→ **Extracted records**:
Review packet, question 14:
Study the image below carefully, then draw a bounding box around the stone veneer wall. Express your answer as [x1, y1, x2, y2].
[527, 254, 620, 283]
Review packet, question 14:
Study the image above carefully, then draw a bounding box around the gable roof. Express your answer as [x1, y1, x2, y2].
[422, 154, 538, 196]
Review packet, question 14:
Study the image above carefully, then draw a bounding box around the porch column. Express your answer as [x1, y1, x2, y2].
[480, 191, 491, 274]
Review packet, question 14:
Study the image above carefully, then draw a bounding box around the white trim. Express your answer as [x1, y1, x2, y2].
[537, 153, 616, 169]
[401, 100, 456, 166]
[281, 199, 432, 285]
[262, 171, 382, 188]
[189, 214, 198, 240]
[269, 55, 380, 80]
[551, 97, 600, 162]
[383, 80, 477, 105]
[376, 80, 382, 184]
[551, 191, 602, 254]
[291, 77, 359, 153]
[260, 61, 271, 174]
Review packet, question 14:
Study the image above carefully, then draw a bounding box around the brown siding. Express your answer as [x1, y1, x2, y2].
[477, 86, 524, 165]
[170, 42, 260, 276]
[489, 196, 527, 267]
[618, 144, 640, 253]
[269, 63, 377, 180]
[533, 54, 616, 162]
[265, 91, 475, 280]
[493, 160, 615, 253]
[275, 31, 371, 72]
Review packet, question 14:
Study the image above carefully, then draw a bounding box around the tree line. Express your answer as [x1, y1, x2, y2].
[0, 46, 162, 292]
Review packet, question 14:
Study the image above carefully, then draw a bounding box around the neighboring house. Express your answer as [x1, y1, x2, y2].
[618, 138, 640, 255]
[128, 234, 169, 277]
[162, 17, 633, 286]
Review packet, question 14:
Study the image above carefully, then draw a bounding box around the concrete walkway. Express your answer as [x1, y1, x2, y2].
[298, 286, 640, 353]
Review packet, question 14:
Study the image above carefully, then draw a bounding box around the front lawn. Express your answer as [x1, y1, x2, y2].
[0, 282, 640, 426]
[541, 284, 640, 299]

→ **What is asked**: Count the lines in the rows above that contain the word "draw". Reply with the number alone.

→ **Response**: 9